(Data items)
=== Section Start ===

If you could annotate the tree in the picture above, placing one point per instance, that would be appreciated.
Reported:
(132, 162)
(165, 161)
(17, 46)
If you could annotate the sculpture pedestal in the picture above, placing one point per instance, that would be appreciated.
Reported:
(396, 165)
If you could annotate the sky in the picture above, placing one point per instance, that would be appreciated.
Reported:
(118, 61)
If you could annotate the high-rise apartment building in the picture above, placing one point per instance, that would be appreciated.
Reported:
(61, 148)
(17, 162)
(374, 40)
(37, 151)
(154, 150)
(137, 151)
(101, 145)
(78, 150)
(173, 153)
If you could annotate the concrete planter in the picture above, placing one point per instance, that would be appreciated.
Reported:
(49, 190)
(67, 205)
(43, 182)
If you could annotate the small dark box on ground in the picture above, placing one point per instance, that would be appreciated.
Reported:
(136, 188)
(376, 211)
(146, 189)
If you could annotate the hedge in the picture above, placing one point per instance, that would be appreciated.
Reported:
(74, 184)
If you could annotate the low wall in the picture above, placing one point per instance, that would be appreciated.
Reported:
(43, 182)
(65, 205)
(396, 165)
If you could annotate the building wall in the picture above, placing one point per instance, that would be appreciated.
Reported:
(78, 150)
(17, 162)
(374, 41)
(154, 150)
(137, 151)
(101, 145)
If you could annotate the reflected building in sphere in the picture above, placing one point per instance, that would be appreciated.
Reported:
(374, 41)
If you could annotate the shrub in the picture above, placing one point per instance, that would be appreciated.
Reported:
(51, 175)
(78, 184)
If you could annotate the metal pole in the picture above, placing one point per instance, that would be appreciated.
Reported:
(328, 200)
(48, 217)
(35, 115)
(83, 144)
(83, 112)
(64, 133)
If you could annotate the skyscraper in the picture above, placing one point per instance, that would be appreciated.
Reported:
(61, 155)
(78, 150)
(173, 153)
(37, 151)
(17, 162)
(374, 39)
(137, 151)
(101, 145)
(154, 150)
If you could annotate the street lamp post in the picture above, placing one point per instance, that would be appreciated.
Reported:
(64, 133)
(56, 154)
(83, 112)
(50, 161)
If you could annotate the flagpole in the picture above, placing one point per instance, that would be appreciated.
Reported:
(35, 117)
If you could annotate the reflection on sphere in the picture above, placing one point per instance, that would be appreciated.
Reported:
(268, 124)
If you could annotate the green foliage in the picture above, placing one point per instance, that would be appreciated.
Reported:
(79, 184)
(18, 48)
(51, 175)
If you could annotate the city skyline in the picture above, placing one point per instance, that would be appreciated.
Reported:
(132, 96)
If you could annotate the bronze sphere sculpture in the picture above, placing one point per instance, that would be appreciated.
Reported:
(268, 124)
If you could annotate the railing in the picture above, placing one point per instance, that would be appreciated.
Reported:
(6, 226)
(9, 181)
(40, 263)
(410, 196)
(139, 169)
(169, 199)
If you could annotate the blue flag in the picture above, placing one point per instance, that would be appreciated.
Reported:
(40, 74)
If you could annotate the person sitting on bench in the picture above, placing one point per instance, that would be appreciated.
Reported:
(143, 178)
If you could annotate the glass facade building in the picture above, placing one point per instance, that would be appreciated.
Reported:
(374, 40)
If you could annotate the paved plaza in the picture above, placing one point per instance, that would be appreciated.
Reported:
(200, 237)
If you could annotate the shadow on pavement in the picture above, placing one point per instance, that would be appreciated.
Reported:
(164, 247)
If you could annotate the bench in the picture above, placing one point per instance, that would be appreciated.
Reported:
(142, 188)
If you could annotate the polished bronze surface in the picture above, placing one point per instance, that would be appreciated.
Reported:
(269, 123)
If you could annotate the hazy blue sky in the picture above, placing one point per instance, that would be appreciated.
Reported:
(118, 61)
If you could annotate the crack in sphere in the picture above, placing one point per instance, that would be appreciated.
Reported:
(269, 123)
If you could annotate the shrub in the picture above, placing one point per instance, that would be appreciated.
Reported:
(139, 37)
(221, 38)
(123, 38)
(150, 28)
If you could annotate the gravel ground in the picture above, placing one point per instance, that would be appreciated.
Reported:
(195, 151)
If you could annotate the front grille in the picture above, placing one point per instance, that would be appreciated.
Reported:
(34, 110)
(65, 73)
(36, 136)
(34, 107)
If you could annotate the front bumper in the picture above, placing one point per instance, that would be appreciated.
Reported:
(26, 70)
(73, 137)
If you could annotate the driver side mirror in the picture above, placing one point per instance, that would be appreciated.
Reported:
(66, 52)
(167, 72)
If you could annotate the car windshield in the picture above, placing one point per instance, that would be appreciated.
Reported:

=== Section End ===

* [What is being asked] Each line of the records belongs in the answer, reproduced exactly.

* [Response to this task]
If you could annotate the tree in the picture above, placing one point per instance, that would be appreciated.
Reported:
(132, 162)
(165, 161)
(17, 46)
If you could annotate the sculpture pedestal in the picture above, placing one point per instance, that would be appreciated.
Reported:
(396, 165)
If you could annotate the sky in the picture above, placing one point per instance, that would be appreciated.
Reported:
(118, 61)
If you could annotate the high-rise apartment building in the picture above, placing one point per instance, that would be appreciated.
Reported:
(61, 148)
(17, 162)
(374, 40)
(37, 151)
(154, 150)
(137, 151)
(101, 145)
(78, 150)
(173, 153)
If you could annotate the concrete planter in the picture above, placing one point per instance, that would be appreciated.
Reported:
(49, 190)
(67, 205)
(43, 182)
If you could annotate the small dark box on ground in the picture above, placing one point per instance, that would be appreciated.
Reported:
(136, 188)
(376, 211)
(146, 189)
If you could annotate the hedge in the picture above, placing one point per instance, that would be appreciated.
Reported:
(74, 184)
If you could annotate the low wall in the picture above, placing one point per instance, that would be appreciated.
Reported:
(43, 182)
(65, 205)
(396, 165)
If you could annotate the building wall in the picture above, placing one point per instance, that would be appreciated.
Reported:
(78, 150)
(17, 162)
(374, 41)
(154, 150)
(137, 151)
(101, 145)
If you could annotate the reflected building in sphere in the picture above, placing one point per instance, that would be appreciated.
Reported:
(374, 41)
If you could annotate the shrub in the picture above, placing one point per instance, that would be appreciated.
Reported:
(51, 175)
(78, 184)
If you could annotate the metal pole in the picture above, placing one point per instance, that would be appreciated.
Reported:
(328, 200)
(48, 217)
(35, 115)
(83, 144)
(83, 112)
(64, 133)
If you could annotate the skyscraper in the picture above, placing one point per instance, that would be appreciated.
Reported:
(61, 155)
(78, 150)
(173, 153)
(37, 151)
(17, 162)
(374, 39)
(137, 151)
(101, 145)
(154, 150)
If you could annotate the street lamp post in the picture above, placing one point per instance, that would be appreciated.
Reported:
(64, 133)
(56, 154)
(83, 112)
(50, 161)
If you could annotate the flagpole in the picture above, placing one point per instance, that would be appreciated.
Reported:
(35, 117)
If you could annotate the reflection on sphere in the picture above, placing one point per instance, that would be appreciated.
Reported:
(268, 124)
If you could annotate the green foliage in the picture above, placing one point per instance, that would be appreciated.
Reported:
(79, 184)
(18, 48)
(51, 175)
If you could annotate the city skyline in the picture above, placing one point per instance, that would be appreciated.
Reported:
(132, 96)
If you could annotate the bronze sphere sculpture in the picture above, placing one point per instance, that would be appreciated.
Reported:
(268, 124)
If you could annotate the railing in the picture above, placing one point per instance, that would be appreciated.
Reported:
(6, 226)
(9, 181)
(40, 263)
(410, 196)
(139, 169)
(169, 199)
If you could annotate the blue flag in the picture above, placing one point per instance, that would be appreciated.
Reported:
(40, 74)
If you could annotate the person sitting on bench in the picture above, placing one point per instance, that would be appreciated.
Reported:
(143, 178)
If you could annotate the glass facade building in the picture above, placing one point per instance, that would be appreciated.
Reported:
(374, 40)
If you could annotate the paved plaza in the picture above, placing one point per instance, that would be appreciated.
Reported:
(200, 237)
If you could annotate the shadow on pavement in the picture above, placing one point per instance, that would be appreciated.
Reported:
(164, 247)
If you could annotate the bench in the picture above, placing one point per instance, that would be appreciated.
Reported:
(142, 188)
If you could annotate the polished bronze surface in the picture above, placing one point per instance, that would be appreciated.
Reported:
(269, 123)
If you could annotate the hazy blue sky in the picture above, placing one point per instance, that would be appreciated.
Reported:
(118, 61)
If you could annotate the crack in sphere in the picture above, placing one point per instance, that would be appreciated.
Reported:
(269, 123)
If you could annotate the shrub in the picture above, placing one point per instance, that would be appreciated.
Reported:
(139, 37)
(221, 38)
(123, 38)
(150, 28)
If you could annotate the gravel ground in the picture above, placing one point per instance, that would be appreciated.
Reported:
(195, 151)
If you could annotate the front grille in the picture above, placing one point per instance, that would be appreciated.
Reported:
(34, 110)
(65, 73)
(36, 136)
(34, 107)
If you could annotate the front bumper in the picture above, placing one point per instance, that would be appreciated.
Reported:
(26, 70)
(73, 137)
If you could annotate the driver side mirror in the picture above, placing one point per instance, that would be appreciated.
Reported:
(66, 52)
(167, 72)
If you could annotate the car windshield in the picture above, placing one point per instance, that would be appreciated.
Reported:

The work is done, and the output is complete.